* Given text

Marital Trusts have multiple Benefits

Marital trusts have multiple benefits for beneficiaries, including asset allocation and tax benefits.  They are worth looking at in your estate plan.

Forbes’ recent article entitled “Guide To Marital Trusts” says that a marital trust is an irrevocable trust that allows you to transfer a deceased spouse’s assets to the surviving spouse without paying any taxes. The trust also protects assets from creditors and future spouses that the surviving spouse may encounter.

When the surviving spouse dies, the assets in the trust aren’t included as part of their estate. That will keep the taxes on their estate lower.

There are three parties involved in setting up, maintaining and ultimately passing along the trust, including a grantor, who is the person who establishes the trust; the trustee, who’s the person or organization that manages the trust and its assets; and the beneficiary. That’s the person who will eventually receive the assets in the trust, once the grantor dies.

A marital trust also involves the principal, which are assets initially put into the trust.

A marital trust doubles the couple’s estate tax exemption limit, especially when almost all assets are owned by one spouse. Estate tax refers to the federal tax that must be paid on someone’s estate after they die. The estate tax limit is how much of an estate will be tax-free. In 2022, the estate tax limit is $12.06 million, which means utilizing a marital trust would essentially double that amount to $24.12 million. Therefore, about $24 million of a couple’s net worth would be shielded from estate taxes by taking advantage of a marital trust.

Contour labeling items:

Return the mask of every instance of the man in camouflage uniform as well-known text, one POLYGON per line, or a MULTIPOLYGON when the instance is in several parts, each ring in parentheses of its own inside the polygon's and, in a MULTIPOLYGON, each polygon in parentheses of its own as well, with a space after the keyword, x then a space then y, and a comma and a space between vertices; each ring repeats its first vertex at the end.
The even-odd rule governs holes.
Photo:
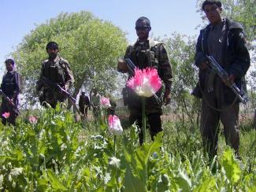
POLYGON ((1 90, 9 98, 11 103, 2 97, 0 115, 3 124, 9 123, 14 125, 15 120, 18 116, 17 106, 19 102, 18 94, 20 92, 20 76, 14 70, 15 64, 13 60, 7 59, 5 63, 7 73, 2 78, 1 90), (2 116, 5 113, 9 113, 8 118, 2 116))
MULTIPOLYGON (((167 105, 170 102, 170 90, 173 82, 172 67, 169 61, 168 54, 163 43, 149 39, 149 32, 151 30, 150 21, 148 18, 142 17, 135 22, 135 30, 138 39, 133 46, 129 46, 124 55, 124 58, 130 58, 139 69, 153 67, 158 70, 158 76, 165 83, 165 94, 163 102, 167 105)), ((117 70, 121 72, 128 72, 128 67, 124 61, 119 61, 117 70)), ((129 74, 129 78, 132 74, 129 74)), ((137 121, 141 130, 142 127, 142 102, 141 97, 132 90, 126 87, 123 91, 127 98, 124 101, 127 102, 130 116, 129 121, 133 124, 137 121)), ((161 97, 162 89, 157 93, 161 97)), ((154 138, 158 132, 162 131, 161 115, 162 114, 161 104, 158 103, 154 97, 146 98, 146 115, 150 124, 151 138, 154 138)), ((139 142, 143 142, 143 131, 139 133, 139 142)))
POLYGON ((200 128, 202 145, 212 160, 217 153, 221 120, 226 142, 239 157, 239 101, 228 87, 235 83, 241 90, 245 90, 243 85, 250 66, 250 55, 241 24, 221 18, 220 1, 206 0, 202 9, 210 24, 200 31, 196 44, 195 63, 199 68, 199 83, 194 95, 202 98, 200 128), (207 55, 213 56, 228 73, 226 79, 221 79, 212 70, 207 69, 207 55))
POLYGON ((45 102, 47 102, 51 107, 55 108, 58 102, 64 102, 66 97, 57 90, 46 87, 43 81, 43 76, 48 78, 53 83, 57 83, 66 90, 74 82, 74 77, 69 62, 58 55, 58 45, 55 42, 50 42, 46 49, 49 58, 42 63, 41 74, 36 89, 39 91, 43 88, 43 94, 39 97, 41 105, 45 106, 45 102))

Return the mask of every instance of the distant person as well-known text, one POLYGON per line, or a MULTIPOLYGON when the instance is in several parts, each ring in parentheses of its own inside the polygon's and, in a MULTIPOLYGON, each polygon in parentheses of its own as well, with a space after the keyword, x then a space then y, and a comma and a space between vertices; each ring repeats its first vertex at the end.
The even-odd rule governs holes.
POLYGON ((43 83, 43 77, 46 77, 51 82, 58 83, 65 90, 68 90, 71 84, 74 83, 74 77, 69 62, 59 56, 57 42, 48 42, 46 50, 49 57, 43 61, 41 74, 37 82, 36 90, 39 91, 43 89, 43 94, 39 96, 41 105, 45 106, 44 103, 47 102, 52 108, 55 108, 58 102, 65 102, 66 97, 58 90, 47 87, 43 83))
POLYGON ((210 24, 200 31, 196 44, 195 65, 199 68, 198 90, 195 96, 202 97, 201 134, 202 146, 210 159, 217 153, 221 120, 224 126, 226 143, 239 157, 239 101, 228 87, 234 83, 245 90, 244 76, 250 66, 250 56, 240 24, 222 18, 220 1, 206 0, 202 9, 210 24), (213 56, 229 76, 221 80, 213 70, 207 68, 213 56))
POLYGON ((101 119, 101 96, 98 94, 98 90, 94 88, 92 90, 91 105, 94 114, 95 120, 97 121, 101 119))
POLYGON ((90 100, 88 96, 85 95, 85 92, 82 92, 81 95, 79 98, 79 110, 80 113, 87 118, 88 109, 90 109, 90 100))
POLYGON ((20 76, 15 70, 15 63, 13 59, 7 59, 5 61, 7 73, 3 76, 1 90, 2 94, 5 94, 9 99, 9 102, 2 97, 0 115, 2 123, 15 125, 15 120, 18 116, 18 95, 20 92, 20 76), (9 116, 5 116, 8 114, 9 116))

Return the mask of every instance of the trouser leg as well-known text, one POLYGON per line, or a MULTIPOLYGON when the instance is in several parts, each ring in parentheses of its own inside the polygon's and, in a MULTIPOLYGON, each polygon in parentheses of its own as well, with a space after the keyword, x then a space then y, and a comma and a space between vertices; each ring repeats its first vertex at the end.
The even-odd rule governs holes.
POLYGON ((236 103, 221 113, 226 143, 234 149, 237 156, 239 147, 239 103, 236 103))
POLYGON ((218 112, 211 109, 205 99, 202 99, 201 111, 201 135, 205 151, 208 153, 209 158, 213 159, 217 153, 218 141, 218 112))
POLYGON ((150 132, 151 139, 154 140, 154 137, 159 132, 162 131, 161 121, 160 113, 150 113, 147 115, 148 122, 150 124, 150 132))
POLYGON ((140 110, 139 110, 138 109, 130 109, 129 123, 132 125, 134 124, 134 122, 136 121, 136 124, 139 128, 139 143, 140 145, 142 145, 144 140, 143 140, 143 131, 142 130, 143 127, 142 114, 139 112, 140 110))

* The tasks
1/ Answer these questions from the marital trust article:
(a) Who manages the trust and its assets?
(b) What is the estate tax limit for 2022?
(c) Besides taxes, what does the trust protect assets from?
2/ Please write out the passage of the marital trust article between "There are three" and "the grantor dies.", inclusive.

* Correct answers
1/
(a) The trustee, a person or organization.
(b) $12.06 million.
(c) Creditors and future spouses that the surviving spouse may encounter.

2/
There are three parties involved in setting up, maintaining and ultimately passing along the trust, including a grantor, who is the person who establishes the trust; the trustee, who’s the person or organization that manages the trust and its assets; and the beneficiary. That’s the person who will eventually receive the assets in the trust, once the grantor dies.